**Task objective:** Each entry must appear in the answer exactly as written.

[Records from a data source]
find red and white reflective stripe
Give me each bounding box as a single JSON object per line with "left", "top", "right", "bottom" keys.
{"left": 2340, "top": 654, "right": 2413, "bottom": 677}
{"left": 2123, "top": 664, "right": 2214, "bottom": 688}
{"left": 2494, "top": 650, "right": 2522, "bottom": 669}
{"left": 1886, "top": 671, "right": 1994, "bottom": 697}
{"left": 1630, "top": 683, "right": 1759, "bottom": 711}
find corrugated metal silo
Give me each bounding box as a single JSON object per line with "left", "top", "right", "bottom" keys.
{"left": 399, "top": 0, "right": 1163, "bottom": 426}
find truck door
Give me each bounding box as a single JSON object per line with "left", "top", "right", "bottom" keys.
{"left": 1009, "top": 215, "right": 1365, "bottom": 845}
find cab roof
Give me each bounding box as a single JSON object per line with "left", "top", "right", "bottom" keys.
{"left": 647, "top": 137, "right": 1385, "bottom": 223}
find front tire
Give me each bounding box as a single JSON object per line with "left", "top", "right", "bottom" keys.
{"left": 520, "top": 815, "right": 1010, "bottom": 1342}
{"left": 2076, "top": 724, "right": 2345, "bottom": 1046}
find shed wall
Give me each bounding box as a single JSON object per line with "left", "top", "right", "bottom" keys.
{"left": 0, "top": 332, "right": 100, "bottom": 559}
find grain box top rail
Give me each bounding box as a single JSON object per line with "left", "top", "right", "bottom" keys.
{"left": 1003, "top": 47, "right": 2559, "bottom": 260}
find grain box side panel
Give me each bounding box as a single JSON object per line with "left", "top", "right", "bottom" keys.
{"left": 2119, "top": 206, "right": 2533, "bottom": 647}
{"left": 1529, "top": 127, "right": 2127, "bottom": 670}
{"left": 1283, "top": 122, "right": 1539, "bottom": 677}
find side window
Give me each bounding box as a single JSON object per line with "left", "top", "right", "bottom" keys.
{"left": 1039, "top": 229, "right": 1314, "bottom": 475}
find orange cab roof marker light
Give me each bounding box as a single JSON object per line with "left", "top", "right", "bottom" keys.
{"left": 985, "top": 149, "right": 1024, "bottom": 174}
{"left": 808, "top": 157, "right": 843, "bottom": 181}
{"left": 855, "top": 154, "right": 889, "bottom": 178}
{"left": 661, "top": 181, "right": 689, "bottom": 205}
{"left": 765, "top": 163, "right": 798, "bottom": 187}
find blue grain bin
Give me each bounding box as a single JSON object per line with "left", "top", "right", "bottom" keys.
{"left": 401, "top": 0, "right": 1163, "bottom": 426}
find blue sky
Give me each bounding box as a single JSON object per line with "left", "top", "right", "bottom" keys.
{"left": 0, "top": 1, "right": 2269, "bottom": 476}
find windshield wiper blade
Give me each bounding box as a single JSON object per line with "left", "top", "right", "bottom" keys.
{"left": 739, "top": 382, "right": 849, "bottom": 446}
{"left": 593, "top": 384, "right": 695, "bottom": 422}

**Solution:**
find red and white reflective stripe
Give me each bounding box as a single JSON object per line with "left", "top", "right", "bottom" keys.
{"left": 2340, "top": 654, "right": 2413, "bottom": 677}
{"left": 2123, "top": 664, "right": 2214, "bottom": 688}
{"left": 2494, "top": 650, "right": 2522, "bottom": 669}
{"left": 1886, "top": 671, "right": 1994, "bottom": 697}
{"left": 1630, "top": 683, "right": 1759, "bottom": 711}
find corrugated metal silo
Give me each bounding box as a single JSON object per line with "left", "top", "right", "bottom" keys.
{"left": 399, "top": 0, "right": 1163, "bottom": 426}
find truck door
Give me each bounding box as a single JSON object per line with "left", "top", "right", "bottom" keys.
{"left": 1009, "top": 215, "right": 1365, "bottom": 845}
find cab roof
Give me each bounding box as a single JSON object per line with "left", "top", "right", "bottom" keys.
{"left": 647, "top": 137, "right": 1385, "bottom": 223}
find front tire
Give me each bounding box as a single JSON object per line with "left", "top", "right", "bottom" keys.
{"left": 520, "top": 815, "right": 1010, "bottom": 1342}
{"left": 2076, "top": 724, "right": 2345, "bottom": 1046}
find shed wall
Give me each bounding box as a single JSON object per line with "left", "top", "right", "bottom" keys.
{"left": 0, "top": 332, "right": 100, "bottom": 559}
find grain box top rail
Give me each bounding box as a single JSON object per line with "left", "top", "right", "bottom" keys.
{"left": 1003, "top": 47, "right": 2559, "bottom": 260}
find grain box side panel
Give me each bounding box as a single JSON object per line with "left", "top", "right", "bottom" keys.
{"left": 2119, "top": 206, "right": 2533, "bottom": 647}
{"left": 1529, "top": 127, "right": 2127, "bottom": 670}
{"left": 1283, "top": 122, "right": 1539, "bottom": 677}
find side window
Give me each bounding box as a single JSON object per line with "left", "top", "right", "bottom" keys.
{"left": 1039, "top": 229, "right": 1314, "bottom": 475}
find orange cab roof marker light
Give me each bounding box as a single JSON object per line with "left", "top", "right", "bottom" keys.
{"left": 985, "top": 149, "right": 1024, "bottom": 174}
{"left": 808, "top": 157, "right": 843, "bottom": 181}
{"left": 855, "top": 154, "right": 889, "bottom": 178}
{"left": 661, "top": 181, "right": 689, "bottom": 205}
{"left": 765, "top": 163, "right": 798, "bottom": 187}
find blue grain bin
Give me each bounding box as a single JSON object per line with "left", "top", "right", "bottom" keys.
{"left": 401, "top": 0, "right": 1163, "bottom": 426}
find blue sky
Give me each bounding box as a single JSON object per line with "left", "top", "right", "bottom" keys.
{"left": 0, "top": 1, "right": 2269, "bottom": 476}
find windshield wiper blade
Give me each bounding box as a single JSON object per line with "left", "top", "right", "bottom" keys.
{"left": 739, "top": 382, "right": 849, "bottom": 446}
{"left": 593, "top": 384, "right": 695, "bottom": 422}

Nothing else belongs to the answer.